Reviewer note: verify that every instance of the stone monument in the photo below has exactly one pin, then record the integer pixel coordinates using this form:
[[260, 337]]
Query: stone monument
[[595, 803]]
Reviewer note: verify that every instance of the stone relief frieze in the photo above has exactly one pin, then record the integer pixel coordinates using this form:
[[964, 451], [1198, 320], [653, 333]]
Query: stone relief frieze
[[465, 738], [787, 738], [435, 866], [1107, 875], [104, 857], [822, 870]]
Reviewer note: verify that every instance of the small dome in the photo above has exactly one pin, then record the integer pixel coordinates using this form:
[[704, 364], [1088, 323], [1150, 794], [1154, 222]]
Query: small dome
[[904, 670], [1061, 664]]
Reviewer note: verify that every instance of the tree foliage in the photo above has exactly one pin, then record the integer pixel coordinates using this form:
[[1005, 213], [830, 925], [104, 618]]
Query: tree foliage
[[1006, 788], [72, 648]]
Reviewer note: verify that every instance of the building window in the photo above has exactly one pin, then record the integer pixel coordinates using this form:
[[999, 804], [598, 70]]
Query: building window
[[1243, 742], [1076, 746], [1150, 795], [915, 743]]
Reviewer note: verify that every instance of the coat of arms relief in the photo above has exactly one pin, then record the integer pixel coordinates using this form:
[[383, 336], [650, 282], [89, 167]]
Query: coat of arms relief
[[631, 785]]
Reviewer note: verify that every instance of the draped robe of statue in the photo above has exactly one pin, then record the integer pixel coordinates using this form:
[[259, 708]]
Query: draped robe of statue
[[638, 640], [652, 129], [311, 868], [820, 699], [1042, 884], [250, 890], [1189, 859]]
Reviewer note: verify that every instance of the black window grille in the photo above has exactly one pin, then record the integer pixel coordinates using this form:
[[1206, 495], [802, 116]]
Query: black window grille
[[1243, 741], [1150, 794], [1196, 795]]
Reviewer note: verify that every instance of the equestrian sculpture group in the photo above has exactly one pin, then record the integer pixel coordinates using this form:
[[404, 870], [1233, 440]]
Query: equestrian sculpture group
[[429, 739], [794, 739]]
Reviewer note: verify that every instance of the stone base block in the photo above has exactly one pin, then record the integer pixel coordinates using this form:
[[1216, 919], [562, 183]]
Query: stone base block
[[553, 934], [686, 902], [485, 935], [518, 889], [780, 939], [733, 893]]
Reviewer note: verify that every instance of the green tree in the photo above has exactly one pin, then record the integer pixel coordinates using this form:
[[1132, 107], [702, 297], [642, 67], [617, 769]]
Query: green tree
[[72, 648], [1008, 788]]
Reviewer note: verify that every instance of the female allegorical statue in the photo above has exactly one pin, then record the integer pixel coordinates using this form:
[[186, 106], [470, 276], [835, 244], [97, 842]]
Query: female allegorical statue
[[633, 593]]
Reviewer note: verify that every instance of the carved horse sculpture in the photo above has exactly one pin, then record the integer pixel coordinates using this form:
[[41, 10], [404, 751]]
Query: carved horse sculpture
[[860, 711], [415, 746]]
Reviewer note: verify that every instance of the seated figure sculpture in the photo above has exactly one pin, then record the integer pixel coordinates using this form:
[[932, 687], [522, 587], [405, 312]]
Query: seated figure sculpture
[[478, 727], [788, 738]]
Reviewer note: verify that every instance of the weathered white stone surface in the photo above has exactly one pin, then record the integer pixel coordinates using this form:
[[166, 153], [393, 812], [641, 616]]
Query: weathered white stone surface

§ §

## YOUR TASK
Copy every line verbatim.

## FINISHED ANSWER
Reviewer note: verify that every instance of the stone monument in the photo below has exactly one pin, then record the integer pixel coordinates using this form:
[[260, 337]]
Query: stone monument
[[595, 803]]
Reviewer note: verify that every instance of the stone relief frieze in the photo above has exactly one pin, then record the integer pixel coordinates using this form:
[[964, 451], [1198, 320], [653, 333]]
Query: stone relief frieze
[[465, 738], [787, 738], [435, 866], [1107, 875], [104, 857], [822, 870]]
Reviewer note: verify that every instance of the small dome in the photo above has exactly one pin, then record the integer pixel coordinates using this form:
[[704, 364], [1088, 323], [1150, 794], [1154, 222]]
Query: small dome
[[904, 670], [1061, 664]]
Reviewer note: verify that every instance of the tree foliage in the photo above has exactly one pin, then record the integer pixel coordinates using this form:
[[1005, 213], [830, 925], [104, 618]]
Query: tree foliage
[[1006, 788], [72, 648]]
Reviewer note: verify that every instance of the building window in the photo above has exactly one pin, then record the integer pixel coordinates using this form:
[[999, 804], [598, 70]]
Query: building window
[[1243, 742], [1076, 746], [1150, 795], [915, 743]]
Reviewer note: verify that every instance of the coat of arms relief in the photo above has exactly one pin, then record the integer pixel coordinates using this form:
[[383, 336], [650, 282], [89, 167]]
Query: coat of arms relief
[[631, 785]]
Reviewer note: verify that every instance of the draped robe of statue in the photo above has exactly one pin, then record the integer pixel coordinates using this form:
[[259, 708]]
Query: draped robe of statue
[[638, 640], [652, 129], [311, 868], [820, 699], [1042, 884], [250, 890], [1189, 859]]
Reviewer note: verify that every instance of the black window grille in the photo above has exactly one pin, then record the integer pixel coordinates using this form:
[[1206, 495], [802, 116]]
Query: black window grille
[[1243, 741], [1150, 794], [1196, 795]]
Reviewer note: verify that every instance of the equestrian sculpture group in the photo above has exactly one pin, then record the integer pixel coordinates using this form:
[[404, 870], [1233, 440]]
Query: equestrian sculpture group
[[429, 739], [794, 739]]
Reviewer note: verify that every instance of the stone base block in the photo above has exactly one pin, then record the integer pixel coordinates using this form:
[[1216, 919], [562, 183]]
Query: stone base block
[[553, 934], [686, 902], [485, 935], [518, 889], [780, 939], [733, 893]]
Reviewer note: verify that every instance of the green tree in the photo above has exactly one pin, then record the integer pixel coordinates using this form:
[[1132, 107], [702, 297], [642, 67], [617, 769]]
Query: green tree
[[72, 648], [1008, 788]]
Reviewer note: verify that every instance of the female allegorical statue in the photo above has exactly one pin, then record the integer pixel coordinates using this form:
[[186, 106], [470, 276], [835, 244], [97, 842]]
Query: female allegorical statue
[[633, 593]]
Reviewer note: verify that every instance of the carved horse sculpture in the photo above has exactly one pin, then record the integer pixel coordinates using this form:
[[41, 10], [404, 751]]
Query: carved horse sculpture
[[860, 711], [415, 746]]
Reviewer note: verify that every instance of the seated figure sculpture in the photo above has exactly one pin, then record the integer pixel coordinates using this form:
[[932, 687], [522, 587], [405, 312]]
Query: seated figure sculpture
[[478, 727], [788, 738]]
Reviewer note: verify that every instance of the weathered white stone surface in the photo above has exactly one pin, then record the integer pixel coordinates using this form:
[[166, 153], [393, 812], [641, 616]]
Query: weathered white stone surface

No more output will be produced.